§ **WHAT YOU SHOULD DO**:
Count how many of the lines below contain the string "glove". Reply with the number alone.

═════ PROVIDED MATERIAL ═════

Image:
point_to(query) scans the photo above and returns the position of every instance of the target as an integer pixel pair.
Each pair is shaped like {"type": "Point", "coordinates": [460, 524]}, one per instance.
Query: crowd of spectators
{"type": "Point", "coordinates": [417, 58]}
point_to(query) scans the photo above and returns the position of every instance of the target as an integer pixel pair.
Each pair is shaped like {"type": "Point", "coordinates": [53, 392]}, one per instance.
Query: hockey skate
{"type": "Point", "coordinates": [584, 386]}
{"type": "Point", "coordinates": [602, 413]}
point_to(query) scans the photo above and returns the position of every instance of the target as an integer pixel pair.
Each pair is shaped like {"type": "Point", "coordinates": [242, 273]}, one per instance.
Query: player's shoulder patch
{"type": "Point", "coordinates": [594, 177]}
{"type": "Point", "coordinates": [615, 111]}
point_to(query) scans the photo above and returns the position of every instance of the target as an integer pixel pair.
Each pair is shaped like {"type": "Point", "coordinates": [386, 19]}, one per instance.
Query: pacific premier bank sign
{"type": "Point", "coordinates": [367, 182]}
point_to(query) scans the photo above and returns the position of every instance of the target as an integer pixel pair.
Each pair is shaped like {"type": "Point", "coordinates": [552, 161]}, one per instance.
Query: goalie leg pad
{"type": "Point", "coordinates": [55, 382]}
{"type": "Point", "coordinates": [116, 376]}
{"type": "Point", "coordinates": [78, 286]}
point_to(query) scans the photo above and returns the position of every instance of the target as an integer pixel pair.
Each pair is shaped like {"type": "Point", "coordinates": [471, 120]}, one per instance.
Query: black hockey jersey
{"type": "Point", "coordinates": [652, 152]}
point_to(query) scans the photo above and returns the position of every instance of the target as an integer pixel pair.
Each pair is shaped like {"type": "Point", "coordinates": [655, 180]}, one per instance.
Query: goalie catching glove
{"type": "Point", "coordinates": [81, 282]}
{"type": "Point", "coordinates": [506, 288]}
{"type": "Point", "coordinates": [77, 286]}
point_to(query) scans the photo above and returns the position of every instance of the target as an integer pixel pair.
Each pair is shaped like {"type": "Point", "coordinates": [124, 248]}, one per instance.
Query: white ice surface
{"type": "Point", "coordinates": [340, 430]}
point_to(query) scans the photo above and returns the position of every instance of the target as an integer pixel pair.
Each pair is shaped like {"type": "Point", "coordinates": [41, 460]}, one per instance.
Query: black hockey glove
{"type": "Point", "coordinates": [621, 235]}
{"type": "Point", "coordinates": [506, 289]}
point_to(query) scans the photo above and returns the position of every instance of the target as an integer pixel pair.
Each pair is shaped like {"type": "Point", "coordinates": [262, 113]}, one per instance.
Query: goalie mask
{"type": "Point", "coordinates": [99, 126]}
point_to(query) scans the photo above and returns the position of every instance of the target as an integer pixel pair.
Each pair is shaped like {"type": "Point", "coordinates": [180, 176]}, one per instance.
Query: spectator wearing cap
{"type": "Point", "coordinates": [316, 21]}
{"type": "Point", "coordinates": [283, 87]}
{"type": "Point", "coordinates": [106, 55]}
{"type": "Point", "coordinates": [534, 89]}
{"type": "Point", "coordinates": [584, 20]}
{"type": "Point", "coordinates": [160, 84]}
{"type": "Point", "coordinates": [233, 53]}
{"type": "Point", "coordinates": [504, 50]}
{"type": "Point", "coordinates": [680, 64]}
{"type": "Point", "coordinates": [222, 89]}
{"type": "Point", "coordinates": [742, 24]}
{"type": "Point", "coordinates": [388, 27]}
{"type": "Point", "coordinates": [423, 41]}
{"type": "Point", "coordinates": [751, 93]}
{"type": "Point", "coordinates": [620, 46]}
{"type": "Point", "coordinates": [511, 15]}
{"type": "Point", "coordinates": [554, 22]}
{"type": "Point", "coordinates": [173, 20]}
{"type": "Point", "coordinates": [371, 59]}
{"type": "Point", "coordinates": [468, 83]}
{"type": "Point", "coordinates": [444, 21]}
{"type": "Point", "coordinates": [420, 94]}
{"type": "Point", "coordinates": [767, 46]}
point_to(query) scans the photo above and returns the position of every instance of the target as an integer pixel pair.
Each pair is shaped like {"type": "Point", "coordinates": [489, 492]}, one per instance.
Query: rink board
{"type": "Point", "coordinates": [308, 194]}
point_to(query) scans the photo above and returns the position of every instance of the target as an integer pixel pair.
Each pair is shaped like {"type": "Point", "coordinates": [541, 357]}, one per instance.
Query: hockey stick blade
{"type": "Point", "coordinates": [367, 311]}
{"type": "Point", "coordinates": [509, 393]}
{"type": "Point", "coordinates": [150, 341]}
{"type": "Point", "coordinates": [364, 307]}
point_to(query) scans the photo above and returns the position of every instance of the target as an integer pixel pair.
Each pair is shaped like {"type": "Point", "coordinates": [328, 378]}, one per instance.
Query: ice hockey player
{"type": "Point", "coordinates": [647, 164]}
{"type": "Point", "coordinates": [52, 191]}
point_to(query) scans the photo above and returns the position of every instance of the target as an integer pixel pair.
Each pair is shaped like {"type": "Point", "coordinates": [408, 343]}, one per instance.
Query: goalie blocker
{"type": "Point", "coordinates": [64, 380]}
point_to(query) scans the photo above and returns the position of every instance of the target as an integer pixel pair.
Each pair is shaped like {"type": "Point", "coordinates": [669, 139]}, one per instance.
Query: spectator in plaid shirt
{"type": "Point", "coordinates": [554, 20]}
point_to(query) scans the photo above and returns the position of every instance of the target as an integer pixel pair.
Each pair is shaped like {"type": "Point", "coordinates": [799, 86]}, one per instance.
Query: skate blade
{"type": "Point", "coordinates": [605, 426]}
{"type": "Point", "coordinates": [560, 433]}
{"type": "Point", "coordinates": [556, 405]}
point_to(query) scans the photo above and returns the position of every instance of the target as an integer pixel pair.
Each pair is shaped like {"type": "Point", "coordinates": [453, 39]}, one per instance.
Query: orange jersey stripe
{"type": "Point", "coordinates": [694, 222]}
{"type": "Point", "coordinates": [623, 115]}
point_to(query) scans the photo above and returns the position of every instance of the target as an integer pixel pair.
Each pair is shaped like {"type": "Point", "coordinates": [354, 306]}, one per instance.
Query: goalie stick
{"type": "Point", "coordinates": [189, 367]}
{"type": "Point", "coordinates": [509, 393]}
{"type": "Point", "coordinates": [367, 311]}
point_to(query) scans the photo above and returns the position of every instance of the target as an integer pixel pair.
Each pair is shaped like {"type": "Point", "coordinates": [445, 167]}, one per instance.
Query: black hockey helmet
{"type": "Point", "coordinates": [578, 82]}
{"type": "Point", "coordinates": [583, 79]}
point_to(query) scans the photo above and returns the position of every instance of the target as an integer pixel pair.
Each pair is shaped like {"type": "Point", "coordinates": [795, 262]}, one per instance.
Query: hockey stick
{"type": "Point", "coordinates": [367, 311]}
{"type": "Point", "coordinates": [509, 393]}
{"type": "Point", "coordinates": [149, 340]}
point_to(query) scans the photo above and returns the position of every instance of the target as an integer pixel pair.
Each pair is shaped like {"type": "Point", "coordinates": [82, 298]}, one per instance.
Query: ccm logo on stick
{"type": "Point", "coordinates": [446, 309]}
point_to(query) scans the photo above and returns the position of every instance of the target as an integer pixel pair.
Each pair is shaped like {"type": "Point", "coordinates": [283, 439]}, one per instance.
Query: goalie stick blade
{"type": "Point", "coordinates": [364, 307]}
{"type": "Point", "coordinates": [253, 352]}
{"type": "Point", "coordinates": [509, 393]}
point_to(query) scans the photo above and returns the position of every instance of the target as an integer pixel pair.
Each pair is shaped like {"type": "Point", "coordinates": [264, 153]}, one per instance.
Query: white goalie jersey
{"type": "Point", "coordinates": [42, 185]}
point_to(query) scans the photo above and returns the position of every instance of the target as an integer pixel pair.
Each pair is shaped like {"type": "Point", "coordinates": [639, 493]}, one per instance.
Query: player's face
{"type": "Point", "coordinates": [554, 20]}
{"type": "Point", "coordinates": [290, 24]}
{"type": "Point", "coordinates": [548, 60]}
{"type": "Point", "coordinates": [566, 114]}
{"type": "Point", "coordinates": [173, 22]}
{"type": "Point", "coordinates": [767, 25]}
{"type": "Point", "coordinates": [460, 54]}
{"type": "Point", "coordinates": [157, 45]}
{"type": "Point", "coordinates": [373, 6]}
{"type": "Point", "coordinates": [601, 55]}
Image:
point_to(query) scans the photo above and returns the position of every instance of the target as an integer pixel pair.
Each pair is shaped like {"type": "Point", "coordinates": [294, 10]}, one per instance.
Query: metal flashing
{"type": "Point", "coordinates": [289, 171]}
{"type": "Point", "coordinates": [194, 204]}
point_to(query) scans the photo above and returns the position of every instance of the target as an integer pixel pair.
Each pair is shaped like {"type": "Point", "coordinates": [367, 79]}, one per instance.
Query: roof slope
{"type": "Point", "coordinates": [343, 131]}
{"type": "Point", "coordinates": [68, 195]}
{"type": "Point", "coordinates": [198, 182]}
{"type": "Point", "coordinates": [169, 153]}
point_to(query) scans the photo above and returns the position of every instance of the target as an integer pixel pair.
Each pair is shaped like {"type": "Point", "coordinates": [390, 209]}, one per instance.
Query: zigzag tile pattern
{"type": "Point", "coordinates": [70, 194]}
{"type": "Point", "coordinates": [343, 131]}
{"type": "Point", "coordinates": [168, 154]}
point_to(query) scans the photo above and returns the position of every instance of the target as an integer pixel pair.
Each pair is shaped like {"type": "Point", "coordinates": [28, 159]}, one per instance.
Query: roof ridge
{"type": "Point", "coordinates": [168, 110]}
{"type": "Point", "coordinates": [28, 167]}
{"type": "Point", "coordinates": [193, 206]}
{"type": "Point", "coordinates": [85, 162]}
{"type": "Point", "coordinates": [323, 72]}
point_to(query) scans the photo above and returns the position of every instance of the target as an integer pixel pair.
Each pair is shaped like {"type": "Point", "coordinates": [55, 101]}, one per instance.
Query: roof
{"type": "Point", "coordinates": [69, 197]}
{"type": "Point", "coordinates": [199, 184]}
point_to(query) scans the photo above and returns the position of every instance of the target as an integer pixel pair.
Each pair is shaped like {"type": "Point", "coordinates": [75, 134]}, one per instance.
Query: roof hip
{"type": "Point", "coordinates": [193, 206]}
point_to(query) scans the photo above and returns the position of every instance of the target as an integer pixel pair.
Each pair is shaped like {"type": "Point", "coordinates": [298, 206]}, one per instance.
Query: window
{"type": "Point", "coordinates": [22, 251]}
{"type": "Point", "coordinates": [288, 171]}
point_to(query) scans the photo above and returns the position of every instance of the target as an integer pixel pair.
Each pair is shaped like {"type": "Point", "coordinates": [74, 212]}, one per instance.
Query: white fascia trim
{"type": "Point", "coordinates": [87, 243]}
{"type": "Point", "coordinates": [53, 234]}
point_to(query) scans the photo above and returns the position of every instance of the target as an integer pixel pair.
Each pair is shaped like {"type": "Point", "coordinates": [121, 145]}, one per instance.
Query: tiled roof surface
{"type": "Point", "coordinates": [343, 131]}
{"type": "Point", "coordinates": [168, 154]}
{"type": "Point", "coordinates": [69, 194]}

═════

§ **SOLVED EXERCISE**:
2